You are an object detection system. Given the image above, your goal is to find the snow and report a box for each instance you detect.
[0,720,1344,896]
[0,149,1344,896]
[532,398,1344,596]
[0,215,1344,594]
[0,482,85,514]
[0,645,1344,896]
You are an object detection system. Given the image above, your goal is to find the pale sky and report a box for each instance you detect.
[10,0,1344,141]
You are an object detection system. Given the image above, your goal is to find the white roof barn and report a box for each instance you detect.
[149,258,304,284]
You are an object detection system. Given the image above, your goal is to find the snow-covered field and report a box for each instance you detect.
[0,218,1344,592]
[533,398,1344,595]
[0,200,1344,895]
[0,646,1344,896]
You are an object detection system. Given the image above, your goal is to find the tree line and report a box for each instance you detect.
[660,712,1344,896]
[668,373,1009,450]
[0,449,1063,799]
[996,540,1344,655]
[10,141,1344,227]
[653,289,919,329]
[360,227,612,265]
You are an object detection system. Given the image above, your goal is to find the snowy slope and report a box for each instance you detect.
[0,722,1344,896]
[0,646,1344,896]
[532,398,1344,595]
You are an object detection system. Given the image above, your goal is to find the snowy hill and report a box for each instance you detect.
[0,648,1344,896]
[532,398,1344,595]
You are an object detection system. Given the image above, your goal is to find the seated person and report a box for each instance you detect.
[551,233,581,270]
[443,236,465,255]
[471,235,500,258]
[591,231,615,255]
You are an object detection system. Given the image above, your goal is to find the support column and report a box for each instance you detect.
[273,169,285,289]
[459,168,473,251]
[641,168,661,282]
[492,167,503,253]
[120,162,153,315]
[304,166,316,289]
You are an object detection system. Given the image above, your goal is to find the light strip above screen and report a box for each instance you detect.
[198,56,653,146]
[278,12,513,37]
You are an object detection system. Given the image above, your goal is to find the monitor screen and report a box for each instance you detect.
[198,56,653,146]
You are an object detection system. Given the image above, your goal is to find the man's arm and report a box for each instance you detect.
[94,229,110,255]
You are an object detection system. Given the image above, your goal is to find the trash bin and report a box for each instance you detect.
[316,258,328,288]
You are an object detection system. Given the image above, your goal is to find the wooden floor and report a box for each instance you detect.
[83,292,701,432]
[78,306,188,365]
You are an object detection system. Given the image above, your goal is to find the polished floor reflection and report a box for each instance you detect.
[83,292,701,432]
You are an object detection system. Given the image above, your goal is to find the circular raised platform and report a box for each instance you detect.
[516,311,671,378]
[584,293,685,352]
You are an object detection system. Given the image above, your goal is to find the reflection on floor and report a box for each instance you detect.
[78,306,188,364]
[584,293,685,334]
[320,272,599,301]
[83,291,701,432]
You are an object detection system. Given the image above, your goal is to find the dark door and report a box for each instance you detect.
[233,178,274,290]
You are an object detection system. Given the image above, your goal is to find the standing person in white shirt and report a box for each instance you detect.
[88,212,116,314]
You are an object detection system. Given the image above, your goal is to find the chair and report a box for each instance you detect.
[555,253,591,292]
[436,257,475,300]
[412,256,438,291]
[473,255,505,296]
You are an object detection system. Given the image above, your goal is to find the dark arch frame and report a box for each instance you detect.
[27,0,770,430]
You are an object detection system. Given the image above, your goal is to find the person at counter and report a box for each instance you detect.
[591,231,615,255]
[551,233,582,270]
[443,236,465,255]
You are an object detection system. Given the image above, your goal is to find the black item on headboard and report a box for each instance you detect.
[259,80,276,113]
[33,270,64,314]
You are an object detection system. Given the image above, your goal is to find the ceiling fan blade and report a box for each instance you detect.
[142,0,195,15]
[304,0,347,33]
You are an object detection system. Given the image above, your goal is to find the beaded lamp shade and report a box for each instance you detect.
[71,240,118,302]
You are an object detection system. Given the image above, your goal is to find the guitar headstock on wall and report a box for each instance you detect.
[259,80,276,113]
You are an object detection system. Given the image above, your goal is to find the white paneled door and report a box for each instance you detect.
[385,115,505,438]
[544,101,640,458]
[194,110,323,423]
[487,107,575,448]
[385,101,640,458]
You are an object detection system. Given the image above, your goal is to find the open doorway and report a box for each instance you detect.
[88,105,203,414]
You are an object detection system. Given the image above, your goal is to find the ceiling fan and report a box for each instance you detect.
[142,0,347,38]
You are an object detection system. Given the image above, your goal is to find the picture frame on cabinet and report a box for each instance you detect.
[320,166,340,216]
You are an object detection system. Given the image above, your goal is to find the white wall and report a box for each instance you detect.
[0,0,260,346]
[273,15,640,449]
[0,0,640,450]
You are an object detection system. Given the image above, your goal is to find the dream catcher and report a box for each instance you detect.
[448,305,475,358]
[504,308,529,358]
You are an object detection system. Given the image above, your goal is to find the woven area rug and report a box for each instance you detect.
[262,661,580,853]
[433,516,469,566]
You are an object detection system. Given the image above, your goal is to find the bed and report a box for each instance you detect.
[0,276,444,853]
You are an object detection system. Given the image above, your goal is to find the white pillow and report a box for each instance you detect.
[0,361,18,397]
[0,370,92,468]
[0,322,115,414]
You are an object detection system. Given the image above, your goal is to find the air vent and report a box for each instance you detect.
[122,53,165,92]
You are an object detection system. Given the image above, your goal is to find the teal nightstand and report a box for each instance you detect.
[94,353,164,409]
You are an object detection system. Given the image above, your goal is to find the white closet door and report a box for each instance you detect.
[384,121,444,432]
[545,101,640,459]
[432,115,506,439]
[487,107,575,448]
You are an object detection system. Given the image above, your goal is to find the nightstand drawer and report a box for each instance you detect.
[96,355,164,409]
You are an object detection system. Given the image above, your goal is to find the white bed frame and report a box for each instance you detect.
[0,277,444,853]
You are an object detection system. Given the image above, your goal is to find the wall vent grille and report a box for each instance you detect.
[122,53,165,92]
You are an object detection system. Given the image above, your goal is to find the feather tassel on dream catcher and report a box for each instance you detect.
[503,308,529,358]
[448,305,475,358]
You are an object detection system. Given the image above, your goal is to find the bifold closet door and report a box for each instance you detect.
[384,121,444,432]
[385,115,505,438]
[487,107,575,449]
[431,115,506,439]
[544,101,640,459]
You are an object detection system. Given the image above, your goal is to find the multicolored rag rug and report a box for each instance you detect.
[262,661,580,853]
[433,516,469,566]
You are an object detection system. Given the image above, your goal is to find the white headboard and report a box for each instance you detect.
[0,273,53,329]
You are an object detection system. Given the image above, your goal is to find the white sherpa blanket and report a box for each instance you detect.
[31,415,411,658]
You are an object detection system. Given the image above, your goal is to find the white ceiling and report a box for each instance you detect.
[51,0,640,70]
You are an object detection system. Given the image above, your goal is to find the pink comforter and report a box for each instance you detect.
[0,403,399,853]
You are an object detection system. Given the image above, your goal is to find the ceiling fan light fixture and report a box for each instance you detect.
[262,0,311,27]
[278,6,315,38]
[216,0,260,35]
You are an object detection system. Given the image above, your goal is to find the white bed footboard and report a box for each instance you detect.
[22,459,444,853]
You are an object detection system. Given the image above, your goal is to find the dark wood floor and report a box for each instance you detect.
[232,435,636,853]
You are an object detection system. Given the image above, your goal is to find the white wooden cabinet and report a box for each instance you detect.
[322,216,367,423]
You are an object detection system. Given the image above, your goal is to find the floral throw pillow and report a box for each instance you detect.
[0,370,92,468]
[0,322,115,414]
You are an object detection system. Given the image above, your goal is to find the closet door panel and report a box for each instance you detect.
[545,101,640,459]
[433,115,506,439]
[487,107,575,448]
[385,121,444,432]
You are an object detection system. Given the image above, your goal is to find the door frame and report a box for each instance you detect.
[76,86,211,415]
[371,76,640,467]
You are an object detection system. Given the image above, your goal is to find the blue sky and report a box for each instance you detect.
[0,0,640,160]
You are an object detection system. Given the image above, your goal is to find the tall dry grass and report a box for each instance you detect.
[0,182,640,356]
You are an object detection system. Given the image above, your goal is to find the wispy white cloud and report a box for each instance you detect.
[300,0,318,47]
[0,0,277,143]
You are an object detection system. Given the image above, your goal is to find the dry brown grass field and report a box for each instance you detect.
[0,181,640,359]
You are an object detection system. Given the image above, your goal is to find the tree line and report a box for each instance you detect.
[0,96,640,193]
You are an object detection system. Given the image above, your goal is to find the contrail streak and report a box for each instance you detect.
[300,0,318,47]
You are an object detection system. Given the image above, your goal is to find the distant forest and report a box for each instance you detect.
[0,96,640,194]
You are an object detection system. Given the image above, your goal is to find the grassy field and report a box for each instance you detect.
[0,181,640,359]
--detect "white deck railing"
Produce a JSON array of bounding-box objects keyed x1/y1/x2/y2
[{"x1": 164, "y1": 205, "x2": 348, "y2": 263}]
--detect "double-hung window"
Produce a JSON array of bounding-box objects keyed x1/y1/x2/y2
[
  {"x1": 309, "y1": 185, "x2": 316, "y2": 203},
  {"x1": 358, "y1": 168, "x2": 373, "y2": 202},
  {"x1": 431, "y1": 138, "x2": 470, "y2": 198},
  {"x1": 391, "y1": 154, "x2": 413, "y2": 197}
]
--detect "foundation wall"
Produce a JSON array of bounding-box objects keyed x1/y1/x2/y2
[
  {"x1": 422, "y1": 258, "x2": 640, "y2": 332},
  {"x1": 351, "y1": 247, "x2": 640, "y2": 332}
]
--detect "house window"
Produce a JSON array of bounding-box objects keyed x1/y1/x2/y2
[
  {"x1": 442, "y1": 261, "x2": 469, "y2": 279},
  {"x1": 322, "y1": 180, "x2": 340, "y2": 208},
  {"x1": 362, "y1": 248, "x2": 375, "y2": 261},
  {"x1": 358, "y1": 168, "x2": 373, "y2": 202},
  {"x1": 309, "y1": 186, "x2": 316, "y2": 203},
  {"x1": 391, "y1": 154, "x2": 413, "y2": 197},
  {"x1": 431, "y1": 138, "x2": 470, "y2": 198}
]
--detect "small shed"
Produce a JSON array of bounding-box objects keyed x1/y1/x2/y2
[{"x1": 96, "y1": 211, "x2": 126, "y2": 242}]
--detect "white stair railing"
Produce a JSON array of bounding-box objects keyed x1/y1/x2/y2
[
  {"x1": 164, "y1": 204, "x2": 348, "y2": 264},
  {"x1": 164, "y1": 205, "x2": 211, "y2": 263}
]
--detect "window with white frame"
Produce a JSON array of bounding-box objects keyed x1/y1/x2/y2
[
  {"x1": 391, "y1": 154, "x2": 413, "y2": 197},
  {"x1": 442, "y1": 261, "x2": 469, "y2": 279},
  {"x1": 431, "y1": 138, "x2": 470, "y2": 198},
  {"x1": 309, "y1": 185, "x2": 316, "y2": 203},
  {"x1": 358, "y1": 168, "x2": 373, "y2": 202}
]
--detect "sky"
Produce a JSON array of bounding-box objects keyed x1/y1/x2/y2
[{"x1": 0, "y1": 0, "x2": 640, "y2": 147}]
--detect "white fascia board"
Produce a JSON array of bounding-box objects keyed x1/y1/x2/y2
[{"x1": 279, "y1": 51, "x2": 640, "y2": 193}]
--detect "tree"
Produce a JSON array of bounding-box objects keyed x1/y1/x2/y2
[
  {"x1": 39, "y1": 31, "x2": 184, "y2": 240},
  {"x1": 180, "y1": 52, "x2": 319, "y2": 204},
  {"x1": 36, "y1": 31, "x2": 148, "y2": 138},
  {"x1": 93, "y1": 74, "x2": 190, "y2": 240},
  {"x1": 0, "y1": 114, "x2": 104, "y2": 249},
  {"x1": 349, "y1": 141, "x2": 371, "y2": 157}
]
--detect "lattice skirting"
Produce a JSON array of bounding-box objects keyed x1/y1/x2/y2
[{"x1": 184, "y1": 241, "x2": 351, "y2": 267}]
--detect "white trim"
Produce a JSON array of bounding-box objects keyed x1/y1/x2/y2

----

### Exercise requirements
Pull out the lines of the records, word for word, from the very first line through the line with "[0,645,1344,896]", and include both of those lines.

### Result
You are an object detection system. Given the image above, your goal is to find the snow and report a box for each instance you detect.
[0,720,1344,896]
[0,149,1344,896]
[532,398,1344,596]
[0,215,1344,594]
[0,482,85,514]
[0,645,1344,896]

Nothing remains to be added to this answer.